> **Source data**
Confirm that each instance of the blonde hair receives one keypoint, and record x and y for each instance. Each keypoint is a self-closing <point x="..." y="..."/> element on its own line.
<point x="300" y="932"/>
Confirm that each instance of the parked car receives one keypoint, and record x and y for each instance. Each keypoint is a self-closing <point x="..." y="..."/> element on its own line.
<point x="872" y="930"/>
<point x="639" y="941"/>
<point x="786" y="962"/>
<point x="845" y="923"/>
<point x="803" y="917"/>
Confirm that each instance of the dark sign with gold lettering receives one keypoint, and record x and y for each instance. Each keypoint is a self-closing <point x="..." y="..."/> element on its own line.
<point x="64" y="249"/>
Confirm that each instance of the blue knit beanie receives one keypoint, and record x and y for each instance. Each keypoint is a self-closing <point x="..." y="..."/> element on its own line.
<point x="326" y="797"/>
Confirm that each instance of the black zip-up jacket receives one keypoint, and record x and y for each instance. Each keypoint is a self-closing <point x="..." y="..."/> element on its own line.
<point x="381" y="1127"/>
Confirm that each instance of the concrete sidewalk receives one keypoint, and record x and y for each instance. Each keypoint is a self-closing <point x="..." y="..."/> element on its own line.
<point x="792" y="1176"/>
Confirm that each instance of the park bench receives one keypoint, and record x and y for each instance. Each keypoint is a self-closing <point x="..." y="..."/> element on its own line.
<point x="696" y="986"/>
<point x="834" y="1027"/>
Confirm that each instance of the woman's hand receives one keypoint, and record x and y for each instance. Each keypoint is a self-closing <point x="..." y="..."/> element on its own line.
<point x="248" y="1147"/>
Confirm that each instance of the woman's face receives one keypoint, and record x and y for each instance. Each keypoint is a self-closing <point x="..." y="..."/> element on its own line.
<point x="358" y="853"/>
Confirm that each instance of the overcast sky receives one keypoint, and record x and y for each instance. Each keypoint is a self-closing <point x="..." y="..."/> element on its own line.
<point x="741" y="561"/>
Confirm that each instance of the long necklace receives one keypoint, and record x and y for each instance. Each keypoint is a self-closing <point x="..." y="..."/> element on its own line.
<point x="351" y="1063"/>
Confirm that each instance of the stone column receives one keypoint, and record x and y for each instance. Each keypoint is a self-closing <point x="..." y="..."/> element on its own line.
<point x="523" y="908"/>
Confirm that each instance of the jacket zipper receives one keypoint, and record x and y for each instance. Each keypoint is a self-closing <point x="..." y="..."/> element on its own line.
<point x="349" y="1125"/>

> **EXERCISE GOAL**
Each record above, from first to last, should be written out again exactly.

> **ANSWER SECTION**
Confirm that each instance of the blonde hair receives one keypoint, and record x and y for each instance. Each keypoint is a self-closing <point x="..." y="..."/> element on its own line.
<point x="300" y="932"/>
Confirm that each instance of the parked car receives one keypoint, and record x and y for each instance. Each keypoint is a self-closing <point x="..." y="..."/> element on its own line.
<point x="872" y="930"/>
<point x="639" y="941"/>
<point x="786" y="962"/>
<point x="845" y="923"/>
<point x="803" y="917"/>
Confirm that each instance of the dark sign with gold lettering receives one keypoint, and record x and y for each instance. Each keypoint is a self-closing <point x="..." y="..."/> element on its own line.
<point x="64" y="249"/>
Confirm that each instance of the blue knit beanie receives one keypoint, and record x and y for each instance. Each keypoint is a self-closing <point x="..." y="..."/> element on its own line.
<point x="326" y="797"/>
Confirm that each instance of the black zip-up jacket receives one keypoint, and record x and y for each instance. Each keypoint is a self-closing <point x="..." y="..."/> element on its own line.
<point x="381" y="1127"/>
Confirm that each instance of the concrete sidewalk receives one keypoint, and record x and y for each instance. Each keypoint is a self-closing <point x="..." y="..."/> element on its own line.
<point x="792" y="1176"/>
Confirm that each instance of the park bench receives one keypoint, and record x and y for each instance. Each keypoint is a self-closing <point x="..." y="..."/> element on its own line.
<point x="696" y="986"/>
<point x="834" y="1027"/>
Confirm that each instance of the woman's hand receives one keypoint, and record x and y for each instance. Each keypoint is a self-closing <point x="..." y="..."/> element on its own line.
<point x="248" y="1147"/>
Confirm that each instance of the woman's face receives one keypoint, and record x and y for each instance. Each keypoint is a self-closing <point x="..." y="..."/> element on its own line.
<point x="358" y="853"/>
Confirm that each instance of the overcast sky receives one keypoint, and record x and y for each instance. Each keypoint is a self-closing <point x="..." y="..."/> element on its own line.
<point x="741" y="561"/>
Confirm that each instance of the long necklace receives one keypoint, and record x and y for each instance. Each keypoint is a self-closing <point x="..." y="..."/> element on its own line.
<point x="351" y="1063"/>
Confirm that each instance of the stone column receives one keypoint, and record x and y for each instance. Each keypoint is a self-closing <point x="..." y="..."/> element on its own line.
<point x="523" y="908"/>
Confirm that each instance of the jacket zipper receives one keypoint, and record x and y for each instance. Each keypoint is a self-closing <point x="..." y="..."/> element on its own line.
<point x="349" y="1125"/>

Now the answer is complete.